Исходный фрагмент ▸
_____

- Почему ты взялся за поэмы о Христе? Ты хорошо знаешь античность, поэзию Возрождения, нашу духовную литературу, перевел "Слово о законе и благодати" Митрополита Илариона. Понятен твой интерес к Христу, но как не переступить богословский канон?
- Во второй части поэмы "Юность Христа", в Кане Галилейской, я сам был на свадьбе, был незримо, это видно по тексту поэмы. Ты мог бы задать вопрос: тебя же видели, подала невеста сама тебе, земному поэту, чашу. Разумеется, во имя Христа. Это значит, что поэт узрел Бога. А ты задаешь вопросы о Христе: почему? Христос везде присутствует в этих поэмах, пронизывает все пространство.

_____

Раздел данных ▸
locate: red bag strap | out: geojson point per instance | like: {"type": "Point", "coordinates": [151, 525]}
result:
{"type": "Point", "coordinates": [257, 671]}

_____

Задание ▸
Выведите полностью и без каких-либо изменений приведённый выше фрагмент беседы о поэмах, посвящённых Христу.

Результат ▸
- Почему ты взялся за поэмы о Христе? Ты хорошо знаешь античность, поэзию Возрождения, нашу духовную литературу, перевел "Слово о законе и благодати" Митрополита Илариона. Понятен твой интерес к Христу, но как не переступить богословский канон?
- Во второй части поэмы "Юность Христа", в Кане Галилейской, я сам был на свадьбе, был незримо, это видно по тексту поэмы. Ты мог бы задать вопрос: тебя же видели, подала невеста сама тебе, земному поэту, чашу. Разумеется, во имя Христа. Это значит, что поэт узрел Бога. А ты задаешь вопросы о Христе: почему? Христос везде присутствует в этих поэмах, пронизывает все пространство.